In the forum thread excerpt, what format does one writer ask for the summary to be rewritten in?

* [SELECTED EXTRACT]
□ □ □ □ □ □ □

Which reminds me, I have to update the first post in this thread with a summary of what we’ve said so far!

I know it’s a lot of work, but since I believe I only have a superficial understanding of the arguments that have been brought so far, could I ask you to kindly rewrite the summary you wrote here, but in the form of a bullet point list? That would help me a lot :sweat_smile:

(Well, it would also be ideal to also express it as much as possible in terms that a layman could understand, but I definitely won’t blame you if you can’t :laughing:)

1 Like

I would consider using a number of buckets, but not necessarily as a “metric of performance” but as a sort of “looking for correlations that could lead to a better system”

like we might find that certain players (maybe correlated around a rank) might have a high subjective volatility due to having a wider spread of “performance abilities” centered around a “true rating”, leading to a higher overall variance in results (My experience makes me extremely suspicious of the assumption that any two players with the same “true rating” have the same chance to win against any number of players of different ratings, despite being roughly similar, even if this assumption makes elo/glicko math simpler)

□ □ □ □ □ □ □

Records:
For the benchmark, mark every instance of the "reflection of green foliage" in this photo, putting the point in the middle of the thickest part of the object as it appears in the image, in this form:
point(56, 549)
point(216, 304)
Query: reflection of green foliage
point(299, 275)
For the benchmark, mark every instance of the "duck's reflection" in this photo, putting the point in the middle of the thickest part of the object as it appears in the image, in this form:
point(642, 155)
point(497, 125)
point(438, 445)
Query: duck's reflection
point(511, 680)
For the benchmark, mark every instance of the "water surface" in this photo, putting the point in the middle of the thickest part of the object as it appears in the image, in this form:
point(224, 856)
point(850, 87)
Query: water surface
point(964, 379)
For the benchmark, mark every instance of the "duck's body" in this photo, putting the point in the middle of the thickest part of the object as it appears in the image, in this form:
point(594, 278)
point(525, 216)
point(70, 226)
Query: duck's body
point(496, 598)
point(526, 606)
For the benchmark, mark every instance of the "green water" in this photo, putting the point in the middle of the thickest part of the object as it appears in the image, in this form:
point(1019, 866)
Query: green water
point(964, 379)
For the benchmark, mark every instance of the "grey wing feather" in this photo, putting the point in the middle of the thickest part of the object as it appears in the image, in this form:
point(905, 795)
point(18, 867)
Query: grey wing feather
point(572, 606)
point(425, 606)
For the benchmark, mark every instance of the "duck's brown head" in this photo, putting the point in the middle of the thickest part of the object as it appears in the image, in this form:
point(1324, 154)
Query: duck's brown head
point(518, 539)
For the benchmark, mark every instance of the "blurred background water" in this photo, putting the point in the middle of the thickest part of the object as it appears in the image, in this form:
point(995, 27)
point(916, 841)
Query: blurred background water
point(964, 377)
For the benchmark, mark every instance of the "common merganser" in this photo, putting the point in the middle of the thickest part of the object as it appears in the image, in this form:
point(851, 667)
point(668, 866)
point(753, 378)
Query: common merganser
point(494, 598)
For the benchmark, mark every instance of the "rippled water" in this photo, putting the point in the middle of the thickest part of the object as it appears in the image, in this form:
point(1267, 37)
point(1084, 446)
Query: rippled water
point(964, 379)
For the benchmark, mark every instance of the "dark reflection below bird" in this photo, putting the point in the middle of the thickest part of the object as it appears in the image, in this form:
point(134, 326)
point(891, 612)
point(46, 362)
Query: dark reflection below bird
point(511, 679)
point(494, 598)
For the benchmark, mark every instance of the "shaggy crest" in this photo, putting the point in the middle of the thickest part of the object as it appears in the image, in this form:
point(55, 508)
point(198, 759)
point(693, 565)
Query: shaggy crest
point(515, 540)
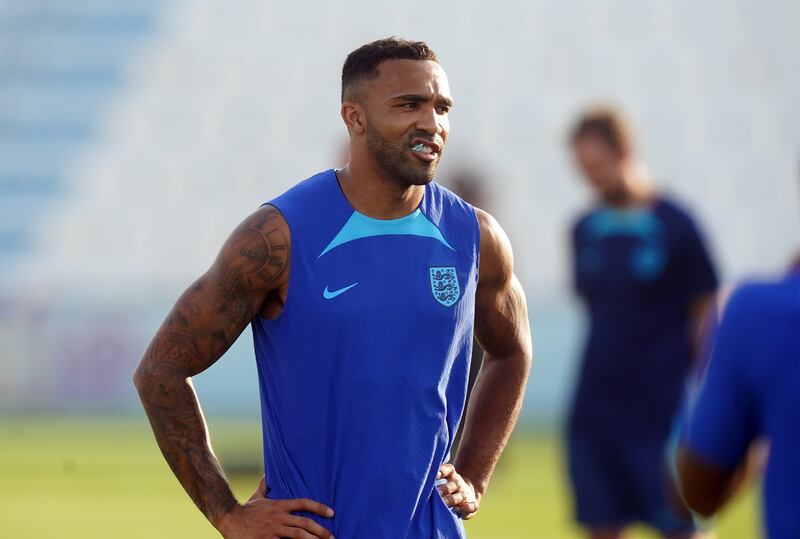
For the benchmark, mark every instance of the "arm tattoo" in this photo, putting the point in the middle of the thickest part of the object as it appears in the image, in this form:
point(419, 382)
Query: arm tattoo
point(202, 325)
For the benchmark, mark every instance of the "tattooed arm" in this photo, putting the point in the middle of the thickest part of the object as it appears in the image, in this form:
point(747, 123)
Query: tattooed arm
point(250, 275)
point(502, 329)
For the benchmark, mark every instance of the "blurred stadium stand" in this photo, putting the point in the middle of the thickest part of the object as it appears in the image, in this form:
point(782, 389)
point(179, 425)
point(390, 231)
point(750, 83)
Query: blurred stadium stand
point(135, 134)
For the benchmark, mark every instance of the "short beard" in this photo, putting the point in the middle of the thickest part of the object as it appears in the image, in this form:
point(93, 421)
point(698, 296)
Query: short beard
point(395, 162)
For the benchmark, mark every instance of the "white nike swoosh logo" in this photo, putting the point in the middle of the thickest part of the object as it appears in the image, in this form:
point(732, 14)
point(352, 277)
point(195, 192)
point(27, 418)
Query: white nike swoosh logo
point(330, 295)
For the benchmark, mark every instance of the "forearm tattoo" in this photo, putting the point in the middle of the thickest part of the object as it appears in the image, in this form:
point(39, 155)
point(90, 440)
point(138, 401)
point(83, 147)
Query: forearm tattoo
point(202, 325)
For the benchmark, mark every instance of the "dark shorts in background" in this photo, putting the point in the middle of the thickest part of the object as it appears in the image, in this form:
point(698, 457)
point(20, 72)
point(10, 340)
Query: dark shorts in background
point(620, 483)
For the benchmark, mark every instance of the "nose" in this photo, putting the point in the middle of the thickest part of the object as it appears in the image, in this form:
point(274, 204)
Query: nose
point(429, 121)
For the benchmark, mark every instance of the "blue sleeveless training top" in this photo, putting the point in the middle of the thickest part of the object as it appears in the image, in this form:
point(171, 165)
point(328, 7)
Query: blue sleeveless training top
point(363, 374)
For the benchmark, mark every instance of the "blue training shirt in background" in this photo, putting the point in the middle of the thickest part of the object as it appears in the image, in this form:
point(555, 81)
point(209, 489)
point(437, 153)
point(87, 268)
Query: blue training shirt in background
point(363, 375)
point(752, 389)
point(637, 272)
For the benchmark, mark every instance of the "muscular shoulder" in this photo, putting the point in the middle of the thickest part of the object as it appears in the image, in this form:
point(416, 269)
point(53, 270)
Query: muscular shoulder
point(255, 256)
point(497, 257)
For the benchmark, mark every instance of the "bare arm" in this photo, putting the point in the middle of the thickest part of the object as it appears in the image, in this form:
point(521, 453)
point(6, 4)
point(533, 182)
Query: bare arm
point(707, 487)
point(503, 330)
point(250, 269)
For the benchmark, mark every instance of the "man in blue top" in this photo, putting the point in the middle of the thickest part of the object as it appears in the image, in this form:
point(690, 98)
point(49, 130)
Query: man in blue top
point(362, 286)
point(646, 279)
point(751, 390)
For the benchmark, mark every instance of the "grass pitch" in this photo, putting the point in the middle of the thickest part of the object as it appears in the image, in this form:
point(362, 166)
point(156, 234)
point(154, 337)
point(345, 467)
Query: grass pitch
point(82, 479)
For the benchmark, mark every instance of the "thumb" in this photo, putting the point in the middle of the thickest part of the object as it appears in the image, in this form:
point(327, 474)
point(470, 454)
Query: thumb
point(261, 489)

□ □ □ □ □ □ □

* [EXERCISE SOLUTION] A bullet point list.